TEXT PASSAGE:
The  was a cadet branch of the Fujiwara clan. It was founded by Fujiwara no Muchimaro. Muchimaro had three brothers: Fusasaki, Maro and Umakai. These four brothers are known for having established the "four houses" of the Fujiwara.

The name Nanke ("southern house") comes from the fact that Muchimaro's mansion was located south of the mansion of his younger brother. The Nanke served in the imperial court, but many of Fujiwara no Tamenori's descendants later became samurai families such as Itō, Nikaidō, Sagara and Kudō.

TASK INPUT:

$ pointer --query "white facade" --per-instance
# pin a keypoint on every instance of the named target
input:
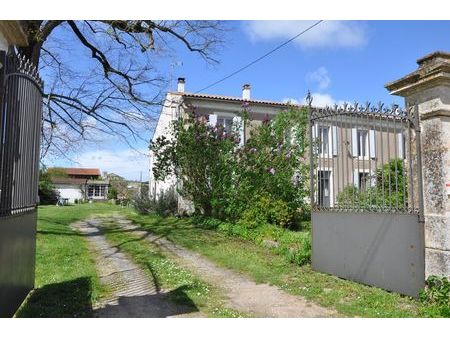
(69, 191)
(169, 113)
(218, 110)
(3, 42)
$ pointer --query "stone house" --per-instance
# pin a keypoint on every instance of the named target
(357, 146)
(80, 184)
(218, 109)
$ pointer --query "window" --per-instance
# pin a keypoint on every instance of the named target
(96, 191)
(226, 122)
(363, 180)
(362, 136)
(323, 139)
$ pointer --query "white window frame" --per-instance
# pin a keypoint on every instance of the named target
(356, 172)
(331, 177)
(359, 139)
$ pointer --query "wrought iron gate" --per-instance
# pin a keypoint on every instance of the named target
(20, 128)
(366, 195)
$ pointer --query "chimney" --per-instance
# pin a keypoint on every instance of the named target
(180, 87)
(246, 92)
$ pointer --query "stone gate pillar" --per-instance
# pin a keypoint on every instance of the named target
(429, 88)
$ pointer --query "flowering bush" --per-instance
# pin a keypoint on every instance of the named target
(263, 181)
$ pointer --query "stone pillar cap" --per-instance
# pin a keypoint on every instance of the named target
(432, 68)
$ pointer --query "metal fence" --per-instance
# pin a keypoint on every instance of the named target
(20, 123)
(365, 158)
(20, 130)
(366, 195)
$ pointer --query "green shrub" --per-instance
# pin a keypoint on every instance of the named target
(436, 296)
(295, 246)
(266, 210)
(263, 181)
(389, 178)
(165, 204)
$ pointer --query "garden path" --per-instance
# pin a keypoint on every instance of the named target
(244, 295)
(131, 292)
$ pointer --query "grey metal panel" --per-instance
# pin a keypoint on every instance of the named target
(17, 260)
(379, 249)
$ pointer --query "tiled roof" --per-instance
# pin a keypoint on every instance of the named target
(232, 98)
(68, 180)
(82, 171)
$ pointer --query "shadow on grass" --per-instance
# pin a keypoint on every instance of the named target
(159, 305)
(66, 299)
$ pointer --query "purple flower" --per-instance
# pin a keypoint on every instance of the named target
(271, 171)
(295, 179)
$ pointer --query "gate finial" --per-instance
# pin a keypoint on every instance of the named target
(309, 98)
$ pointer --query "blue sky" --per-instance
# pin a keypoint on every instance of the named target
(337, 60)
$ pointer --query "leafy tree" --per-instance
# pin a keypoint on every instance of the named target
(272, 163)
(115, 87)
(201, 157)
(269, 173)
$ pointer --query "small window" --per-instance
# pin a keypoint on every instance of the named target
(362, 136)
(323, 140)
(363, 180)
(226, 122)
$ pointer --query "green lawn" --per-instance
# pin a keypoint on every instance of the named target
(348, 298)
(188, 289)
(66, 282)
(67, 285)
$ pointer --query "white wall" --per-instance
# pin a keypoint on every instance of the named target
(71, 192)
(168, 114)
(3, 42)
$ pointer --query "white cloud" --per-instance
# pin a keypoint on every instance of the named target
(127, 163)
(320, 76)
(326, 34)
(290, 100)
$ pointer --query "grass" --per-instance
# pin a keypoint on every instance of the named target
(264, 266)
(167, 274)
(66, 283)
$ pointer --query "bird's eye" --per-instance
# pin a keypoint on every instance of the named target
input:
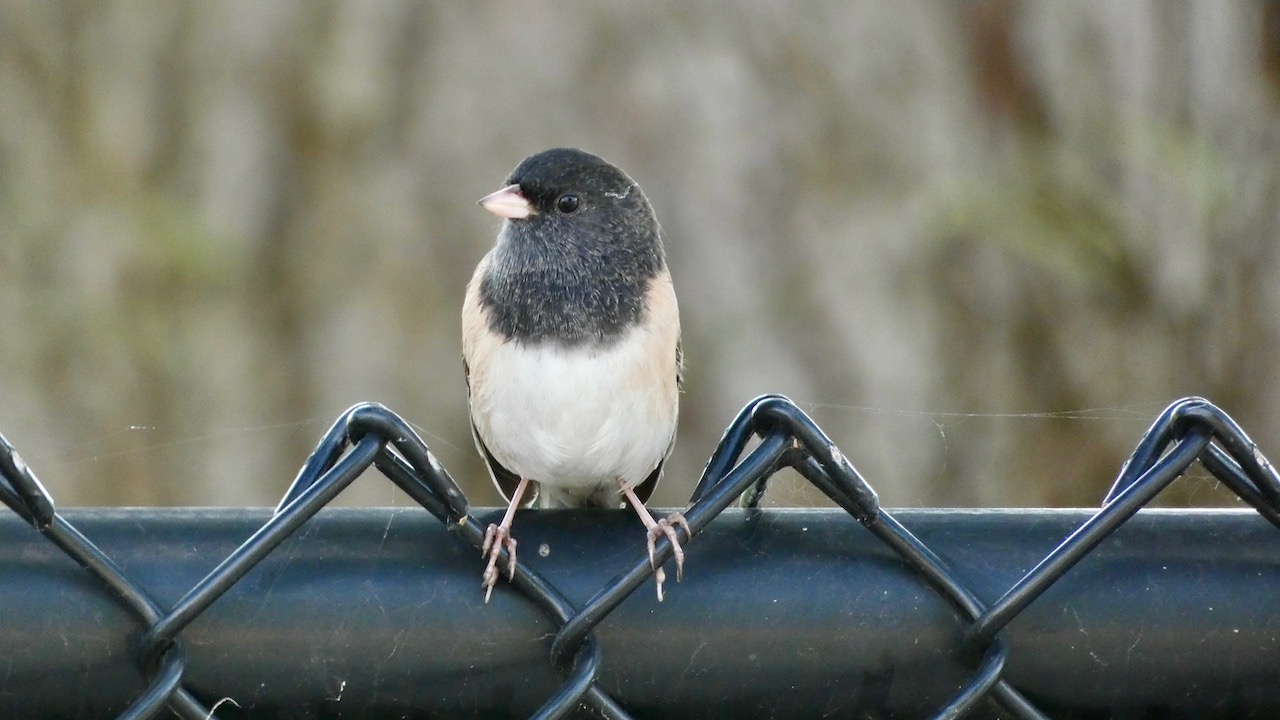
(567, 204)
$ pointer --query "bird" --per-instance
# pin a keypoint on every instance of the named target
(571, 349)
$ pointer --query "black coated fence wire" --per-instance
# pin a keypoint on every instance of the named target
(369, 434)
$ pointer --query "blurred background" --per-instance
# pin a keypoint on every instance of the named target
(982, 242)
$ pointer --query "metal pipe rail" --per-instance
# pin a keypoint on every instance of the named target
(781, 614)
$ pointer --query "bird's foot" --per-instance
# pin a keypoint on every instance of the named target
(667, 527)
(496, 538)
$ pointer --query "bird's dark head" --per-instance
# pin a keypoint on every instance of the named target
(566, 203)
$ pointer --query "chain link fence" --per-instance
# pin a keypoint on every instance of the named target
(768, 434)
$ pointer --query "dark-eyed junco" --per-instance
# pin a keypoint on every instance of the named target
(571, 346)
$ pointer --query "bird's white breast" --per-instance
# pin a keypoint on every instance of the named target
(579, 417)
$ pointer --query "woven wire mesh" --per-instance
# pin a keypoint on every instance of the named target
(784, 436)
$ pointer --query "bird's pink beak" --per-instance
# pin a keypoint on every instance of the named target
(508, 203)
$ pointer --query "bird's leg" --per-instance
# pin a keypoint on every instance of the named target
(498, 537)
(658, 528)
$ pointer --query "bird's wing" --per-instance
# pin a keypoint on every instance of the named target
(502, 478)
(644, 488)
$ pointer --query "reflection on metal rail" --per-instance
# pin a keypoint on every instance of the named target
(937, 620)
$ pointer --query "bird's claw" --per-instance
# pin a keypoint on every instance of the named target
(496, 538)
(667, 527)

THINGS TO DO:
• A. Can you copy out the Nanke passage word for word, from "The name Nanke" to "Sagara and Kudō."?
• B. Which lines of the records contain the string "window"? Pick out each of them and copy it.

EXPECTED ANSWERS:
• A.
The name Nanke ("southern house") comes from the fact that Muchimaro's mansion was located south of the mansion of his younger brother. The Nanke served in the imperial court, but many of Fujiwara no Tamenori's descendants later became samurai families such as Itō, Nikaidō, Sagara and Kudō.

• B.
$ pointer --query "window" --per-instance
$ pointer --query "white window frame" --per-instance
$ pointer --query "small window" --per-instance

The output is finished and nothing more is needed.